TASK REQUIREMENTS:
Reproduce the rows from the line containing "For each <instance> block, the" through the line containing "38L258 34L223 61L199", keeping every character unchanged.

RECORD EXCERPTS:
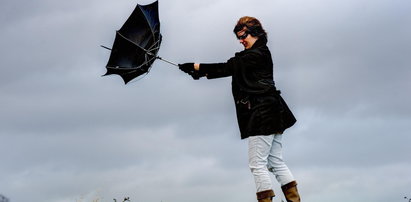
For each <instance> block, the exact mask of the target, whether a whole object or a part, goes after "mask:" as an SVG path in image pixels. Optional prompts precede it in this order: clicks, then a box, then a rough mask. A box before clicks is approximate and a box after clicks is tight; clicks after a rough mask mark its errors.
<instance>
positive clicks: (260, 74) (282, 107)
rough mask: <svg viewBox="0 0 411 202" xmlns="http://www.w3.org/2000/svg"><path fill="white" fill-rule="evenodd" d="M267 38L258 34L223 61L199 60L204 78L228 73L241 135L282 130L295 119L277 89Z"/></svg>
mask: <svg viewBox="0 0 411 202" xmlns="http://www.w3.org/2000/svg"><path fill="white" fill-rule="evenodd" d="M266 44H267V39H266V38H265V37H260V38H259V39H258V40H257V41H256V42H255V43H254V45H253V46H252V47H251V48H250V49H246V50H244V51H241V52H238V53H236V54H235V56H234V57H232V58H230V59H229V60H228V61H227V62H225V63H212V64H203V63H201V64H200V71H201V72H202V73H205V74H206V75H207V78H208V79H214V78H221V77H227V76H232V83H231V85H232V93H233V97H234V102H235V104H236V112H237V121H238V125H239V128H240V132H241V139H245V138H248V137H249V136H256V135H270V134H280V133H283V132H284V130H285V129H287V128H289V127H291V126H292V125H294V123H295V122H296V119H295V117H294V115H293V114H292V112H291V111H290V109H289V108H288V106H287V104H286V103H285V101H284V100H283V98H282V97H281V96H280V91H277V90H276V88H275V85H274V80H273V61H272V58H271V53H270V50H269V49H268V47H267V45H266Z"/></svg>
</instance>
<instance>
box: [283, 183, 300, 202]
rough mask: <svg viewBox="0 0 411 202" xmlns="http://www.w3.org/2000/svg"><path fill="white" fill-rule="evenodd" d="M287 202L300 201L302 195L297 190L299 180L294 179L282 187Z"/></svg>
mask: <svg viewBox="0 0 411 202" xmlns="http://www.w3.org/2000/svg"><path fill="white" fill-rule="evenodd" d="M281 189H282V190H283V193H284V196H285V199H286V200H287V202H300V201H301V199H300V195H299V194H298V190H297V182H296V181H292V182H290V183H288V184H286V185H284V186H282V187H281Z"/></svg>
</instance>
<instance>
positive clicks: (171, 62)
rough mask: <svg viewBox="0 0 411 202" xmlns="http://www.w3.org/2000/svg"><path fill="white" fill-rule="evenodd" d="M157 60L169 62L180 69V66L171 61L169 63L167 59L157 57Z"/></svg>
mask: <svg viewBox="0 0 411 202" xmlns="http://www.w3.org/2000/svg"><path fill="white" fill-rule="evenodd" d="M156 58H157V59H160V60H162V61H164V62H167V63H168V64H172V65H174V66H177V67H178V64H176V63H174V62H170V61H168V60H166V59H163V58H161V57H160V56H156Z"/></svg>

---

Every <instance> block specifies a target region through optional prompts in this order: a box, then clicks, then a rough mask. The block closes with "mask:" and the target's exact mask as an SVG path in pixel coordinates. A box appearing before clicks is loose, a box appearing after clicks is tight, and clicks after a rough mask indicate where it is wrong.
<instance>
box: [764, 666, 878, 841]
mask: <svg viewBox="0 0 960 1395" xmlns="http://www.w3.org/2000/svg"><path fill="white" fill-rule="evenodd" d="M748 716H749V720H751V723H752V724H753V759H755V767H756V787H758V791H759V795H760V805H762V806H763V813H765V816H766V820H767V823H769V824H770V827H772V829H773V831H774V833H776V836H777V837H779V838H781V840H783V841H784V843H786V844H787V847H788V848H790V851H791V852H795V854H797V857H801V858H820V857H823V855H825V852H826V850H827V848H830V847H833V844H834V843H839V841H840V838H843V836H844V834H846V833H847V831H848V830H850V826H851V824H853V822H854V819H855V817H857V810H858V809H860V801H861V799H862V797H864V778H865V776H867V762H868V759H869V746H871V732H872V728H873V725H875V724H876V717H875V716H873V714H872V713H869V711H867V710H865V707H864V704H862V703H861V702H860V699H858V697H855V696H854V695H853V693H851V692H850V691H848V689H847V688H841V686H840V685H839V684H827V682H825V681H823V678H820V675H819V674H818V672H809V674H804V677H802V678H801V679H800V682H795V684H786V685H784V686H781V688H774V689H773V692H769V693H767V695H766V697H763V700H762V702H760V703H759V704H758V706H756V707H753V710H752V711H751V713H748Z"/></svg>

---

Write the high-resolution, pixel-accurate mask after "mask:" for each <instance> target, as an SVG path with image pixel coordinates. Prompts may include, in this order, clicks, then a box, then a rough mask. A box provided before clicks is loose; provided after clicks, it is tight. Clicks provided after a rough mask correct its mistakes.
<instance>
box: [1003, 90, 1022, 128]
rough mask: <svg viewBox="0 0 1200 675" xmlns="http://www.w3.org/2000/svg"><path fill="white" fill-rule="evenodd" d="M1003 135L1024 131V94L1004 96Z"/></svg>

SOLUTION BELOW:
For each <instance> block, the exact mask of the target, whether a whole object or a part, goes after "mask:" as an SVG path in image pixels. Optional prompts precede it in this order: clicks, then a box, then a rough mask. A box before clicks is approximate and a box after clicks is tight; clicks after a rough mask mark its errors.
<instance>
positive clicks: (260, 74) (282, 107)
rough mask: <svg viewBox="0 0 411 202" xmlns="http://www.w3.org/2000/svg"><path fill="white" fill-rule="evenodd" d="M267 38L258 34L223 61L199 60L204 78L228 73L241 135L282 130L295 119L277 89Z"/></svg>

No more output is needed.